**Written problem:**
Report every line of the records below that contains the word "horse", copying each line in full. Case counts.

**Records for processing:**
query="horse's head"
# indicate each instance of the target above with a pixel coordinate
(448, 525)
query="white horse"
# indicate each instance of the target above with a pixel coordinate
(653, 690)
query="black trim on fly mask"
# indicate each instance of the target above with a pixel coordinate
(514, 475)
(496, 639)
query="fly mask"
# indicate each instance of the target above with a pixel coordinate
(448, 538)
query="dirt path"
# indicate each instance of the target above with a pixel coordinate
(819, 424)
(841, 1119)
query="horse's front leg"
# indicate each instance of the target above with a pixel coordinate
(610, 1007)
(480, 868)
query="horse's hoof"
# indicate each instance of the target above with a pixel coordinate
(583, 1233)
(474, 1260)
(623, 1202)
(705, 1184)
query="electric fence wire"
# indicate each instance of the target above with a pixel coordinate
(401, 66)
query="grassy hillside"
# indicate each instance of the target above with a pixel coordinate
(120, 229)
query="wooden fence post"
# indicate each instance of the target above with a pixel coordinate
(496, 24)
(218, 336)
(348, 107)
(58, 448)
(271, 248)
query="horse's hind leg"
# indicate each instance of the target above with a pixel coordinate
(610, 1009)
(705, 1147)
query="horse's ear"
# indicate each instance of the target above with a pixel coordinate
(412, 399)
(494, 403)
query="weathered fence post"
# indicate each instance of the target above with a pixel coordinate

**Response to this exercise:**
query="horse's head"
query="white horse"
query="horse's front leg"
query="horse's hoof"
query="horse's hind leg"
query="horse's ear"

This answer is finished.